(Saved entries)
____________________

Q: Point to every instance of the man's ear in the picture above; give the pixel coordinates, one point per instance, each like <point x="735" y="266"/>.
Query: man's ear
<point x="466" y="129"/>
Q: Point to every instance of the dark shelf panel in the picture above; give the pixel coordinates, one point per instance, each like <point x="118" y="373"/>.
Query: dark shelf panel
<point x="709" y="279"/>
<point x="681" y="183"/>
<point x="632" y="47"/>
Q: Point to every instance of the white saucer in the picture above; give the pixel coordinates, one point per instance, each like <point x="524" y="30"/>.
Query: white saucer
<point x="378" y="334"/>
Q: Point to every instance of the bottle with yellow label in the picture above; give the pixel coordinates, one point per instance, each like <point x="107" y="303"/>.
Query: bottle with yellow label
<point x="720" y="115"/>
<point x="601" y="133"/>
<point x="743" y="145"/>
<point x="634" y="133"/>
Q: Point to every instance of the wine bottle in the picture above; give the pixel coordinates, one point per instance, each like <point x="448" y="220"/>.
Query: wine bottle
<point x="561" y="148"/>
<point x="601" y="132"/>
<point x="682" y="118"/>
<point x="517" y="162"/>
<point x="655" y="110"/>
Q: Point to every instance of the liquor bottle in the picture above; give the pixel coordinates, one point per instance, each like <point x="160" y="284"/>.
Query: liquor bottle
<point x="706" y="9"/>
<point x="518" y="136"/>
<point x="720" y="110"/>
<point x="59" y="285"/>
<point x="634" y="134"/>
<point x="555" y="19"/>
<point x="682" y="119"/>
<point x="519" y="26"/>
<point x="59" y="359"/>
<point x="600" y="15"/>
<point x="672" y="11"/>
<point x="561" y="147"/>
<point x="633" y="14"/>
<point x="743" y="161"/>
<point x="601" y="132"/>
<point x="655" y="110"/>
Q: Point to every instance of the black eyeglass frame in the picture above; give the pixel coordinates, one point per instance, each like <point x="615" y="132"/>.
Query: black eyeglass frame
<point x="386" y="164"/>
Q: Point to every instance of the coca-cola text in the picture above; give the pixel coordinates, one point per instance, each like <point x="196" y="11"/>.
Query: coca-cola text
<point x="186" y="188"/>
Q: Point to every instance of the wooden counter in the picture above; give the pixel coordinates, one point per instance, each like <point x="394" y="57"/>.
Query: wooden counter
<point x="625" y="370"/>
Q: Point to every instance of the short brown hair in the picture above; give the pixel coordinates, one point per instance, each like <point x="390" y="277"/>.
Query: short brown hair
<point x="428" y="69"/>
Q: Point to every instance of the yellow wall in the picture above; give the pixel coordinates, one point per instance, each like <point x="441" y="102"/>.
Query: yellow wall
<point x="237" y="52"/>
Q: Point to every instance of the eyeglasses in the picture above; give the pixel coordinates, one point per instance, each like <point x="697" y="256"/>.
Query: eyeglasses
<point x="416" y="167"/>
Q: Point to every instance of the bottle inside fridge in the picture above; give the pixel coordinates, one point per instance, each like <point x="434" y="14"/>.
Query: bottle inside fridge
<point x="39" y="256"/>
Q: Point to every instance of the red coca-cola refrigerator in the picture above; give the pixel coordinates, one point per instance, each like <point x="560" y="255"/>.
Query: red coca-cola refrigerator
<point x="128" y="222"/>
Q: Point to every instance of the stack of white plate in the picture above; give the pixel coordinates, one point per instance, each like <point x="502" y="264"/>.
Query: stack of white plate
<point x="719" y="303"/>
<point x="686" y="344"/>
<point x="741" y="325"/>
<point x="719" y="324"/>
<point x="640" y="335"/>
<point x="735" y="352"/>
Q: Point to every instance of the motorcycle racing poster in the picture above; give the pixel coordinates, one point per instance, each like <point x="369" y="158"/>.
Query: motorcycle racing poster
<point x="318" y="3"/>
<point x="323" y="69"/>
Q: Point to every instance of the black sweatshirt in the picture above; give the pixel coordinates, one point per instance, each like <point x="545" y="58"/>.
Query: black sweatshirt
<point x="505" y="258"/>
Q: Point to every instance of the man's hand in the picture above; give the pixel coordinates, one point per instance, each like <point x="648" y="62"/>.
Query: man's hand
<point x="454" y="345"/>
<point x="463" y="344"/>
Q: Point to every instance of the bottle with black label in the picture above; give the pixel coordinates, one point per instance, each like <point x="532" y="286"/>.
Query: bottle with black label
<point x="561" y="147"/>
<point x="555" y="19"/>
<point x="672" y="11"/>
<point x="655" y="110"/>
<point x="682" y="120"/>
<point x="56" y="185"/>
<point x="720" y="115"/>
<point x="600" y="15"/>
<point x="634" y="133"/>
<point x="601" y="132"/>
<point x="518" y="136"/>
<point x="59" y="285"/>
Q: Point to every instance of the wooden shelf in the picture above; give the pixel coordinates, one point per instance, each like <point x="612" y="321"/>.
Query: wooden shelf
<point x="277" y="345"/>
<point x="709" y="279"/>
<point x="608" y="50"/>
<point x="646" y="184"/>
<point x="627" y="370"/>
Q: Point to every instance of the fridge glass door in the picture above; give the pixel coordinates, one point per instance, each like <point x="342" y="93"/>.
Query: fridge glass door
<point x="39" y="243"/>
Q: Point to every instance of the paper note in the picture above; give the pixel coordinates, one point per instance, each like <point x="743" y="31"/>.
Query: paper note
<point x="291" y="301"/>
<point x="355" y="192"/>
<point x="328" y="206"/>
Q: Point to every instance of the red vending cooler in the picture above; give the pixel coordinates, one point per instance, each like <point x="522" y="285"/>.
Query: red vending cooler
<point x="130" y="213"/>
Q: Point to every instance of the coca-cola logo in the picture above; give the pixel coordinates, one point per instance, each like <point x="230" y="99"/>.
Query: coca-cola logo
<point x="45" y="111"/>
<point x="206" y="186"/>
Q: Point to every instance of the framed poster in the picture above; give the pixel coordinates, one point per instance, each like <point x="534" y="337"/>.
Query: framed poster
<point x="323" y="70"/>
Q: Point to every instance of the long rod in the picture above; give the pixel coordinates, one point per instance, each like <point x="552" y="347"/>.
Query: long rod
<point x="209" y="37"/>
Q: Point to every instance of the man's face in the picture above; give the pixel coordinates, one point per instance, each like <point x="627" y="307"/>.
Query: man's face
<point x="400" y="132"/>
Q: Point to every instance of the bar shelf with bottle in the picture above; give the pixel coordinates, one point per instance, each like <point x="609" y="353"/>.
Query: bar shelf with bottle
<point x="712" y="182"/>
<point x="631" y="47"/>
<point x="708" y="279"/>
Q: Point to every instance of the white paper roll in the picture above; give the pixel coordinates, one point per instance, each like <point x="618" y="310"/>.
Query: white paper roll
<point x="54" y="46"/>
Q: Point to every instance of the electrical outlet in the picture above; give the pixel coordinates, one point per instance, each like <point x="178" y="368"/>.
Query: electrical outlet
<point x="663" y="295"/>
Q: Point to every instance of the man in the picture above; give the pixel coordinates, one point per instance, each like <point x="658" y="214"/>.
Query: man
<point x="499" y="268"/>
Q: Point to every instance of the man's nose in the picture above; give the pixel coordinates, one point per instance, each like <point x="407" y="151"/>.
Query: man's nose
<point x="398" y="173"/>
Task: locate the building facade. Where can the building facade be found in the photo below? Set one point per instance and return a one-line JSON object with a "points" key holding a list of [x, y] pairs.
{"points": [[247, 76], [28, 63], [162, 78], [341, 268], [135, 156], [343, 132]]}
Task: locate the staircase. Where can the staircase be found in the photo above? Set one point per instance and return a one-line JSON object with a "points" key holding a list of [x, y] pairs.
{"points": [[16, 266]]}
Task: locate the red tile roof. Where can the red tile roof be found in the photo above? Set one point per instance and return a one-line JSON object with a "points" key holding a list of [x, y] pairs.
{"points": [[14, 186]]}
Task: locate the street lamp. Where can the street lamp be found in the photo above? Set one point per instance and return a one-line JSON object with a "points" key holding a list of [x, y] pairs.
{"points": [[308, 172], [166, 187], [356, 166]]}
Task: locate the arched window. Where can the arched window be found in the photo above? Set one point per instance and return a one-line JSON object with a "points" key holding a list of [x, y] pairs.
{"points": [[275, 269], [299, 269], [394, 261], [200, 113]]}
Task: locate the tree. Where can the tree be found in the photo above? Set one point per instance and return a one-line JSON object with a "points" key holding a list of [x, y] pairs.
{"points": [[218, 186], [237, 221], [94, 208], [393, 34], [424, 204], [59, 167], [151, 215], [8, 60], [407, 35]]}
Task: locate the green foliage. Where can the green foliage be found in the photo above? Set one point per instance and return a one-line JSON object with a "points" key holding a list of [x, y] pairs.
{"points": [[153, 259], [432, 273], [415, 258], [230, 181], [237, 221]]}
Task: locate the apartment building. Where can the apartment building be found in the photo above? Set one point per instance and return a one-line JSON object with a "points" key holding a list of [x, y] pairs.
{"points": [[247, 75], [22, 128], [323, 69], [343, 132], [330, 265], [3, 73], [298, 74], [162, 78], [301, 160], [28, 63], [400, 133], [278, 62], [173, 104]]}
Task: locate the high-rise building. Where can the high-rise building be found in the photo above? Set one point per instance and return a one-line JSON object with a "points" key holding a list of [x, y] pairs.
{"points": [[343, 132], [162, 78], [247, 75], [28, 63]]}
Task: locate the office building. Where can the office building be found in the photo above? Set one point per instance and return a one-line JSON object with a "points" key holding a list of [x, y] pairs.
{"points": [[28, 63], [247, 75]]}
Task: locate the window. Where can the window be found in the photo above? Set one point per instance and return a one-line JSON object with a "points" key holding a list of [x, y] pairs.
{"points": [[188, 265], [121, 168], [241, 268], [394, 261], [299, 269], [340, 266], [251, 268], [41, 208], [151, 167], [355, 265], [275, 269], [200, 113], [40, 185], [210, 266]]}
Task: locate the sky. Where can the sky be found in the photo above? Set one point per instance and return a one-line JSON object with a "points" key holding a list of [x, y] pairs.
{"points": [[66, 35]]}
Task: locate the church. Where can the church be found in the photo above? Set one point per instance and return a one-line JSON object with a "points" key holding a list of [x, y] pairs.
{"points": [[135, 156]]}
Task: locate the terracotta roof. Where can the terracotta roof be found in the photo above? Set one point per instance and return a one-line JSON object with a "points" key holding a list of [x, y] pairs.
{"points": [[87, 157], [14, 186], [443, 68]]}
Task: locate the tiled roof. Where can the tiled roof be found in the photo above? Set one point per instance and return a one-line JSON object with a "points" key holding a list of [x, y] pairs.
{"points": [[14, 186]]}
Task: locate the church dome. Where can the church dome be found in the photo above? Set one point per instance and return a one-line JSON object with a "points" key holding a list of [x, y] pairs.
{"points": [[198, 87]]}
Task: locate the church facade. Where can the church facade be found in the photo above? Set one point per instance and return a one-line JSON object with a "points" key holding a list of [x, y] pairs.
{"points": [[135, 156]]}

____________________

YOUR GOAL |
Can you repeat, word for word, every line above from the one containing "Q: Point to every instance of the bottle with yellow" down to the one containing "Q: Point to every instance of the liquor", including both?

EXERCISE RESULT |
Q: Point to every instance of the bottle with yellow label in the picture above; give the pixel coordinates, one point per instance, each like <point x="107" y="303"/>.
Query: bottle with yellow label
<point x="720" y="115"/>
<point x="601" y="133"/>
<point x="743" y="145"/>
<point x="634" y="133"/>
Q: Point to every instance of the wine bottle in the picture above; give the pixel coordinates, one point per instance, each like <point x="448" y="220"/>.
Query: wine bottle
<point x="561" y="148"/>
<point x="601" y="132"/>
<point x="682" y="118"/>
<point x="517" y="162"/>
<point x="655" y="110"/>
Q: Point to every instance of the liquor bottle in the picture above; give the pixel coordinates, one point per instance, each like <point x="160" y="284"/>.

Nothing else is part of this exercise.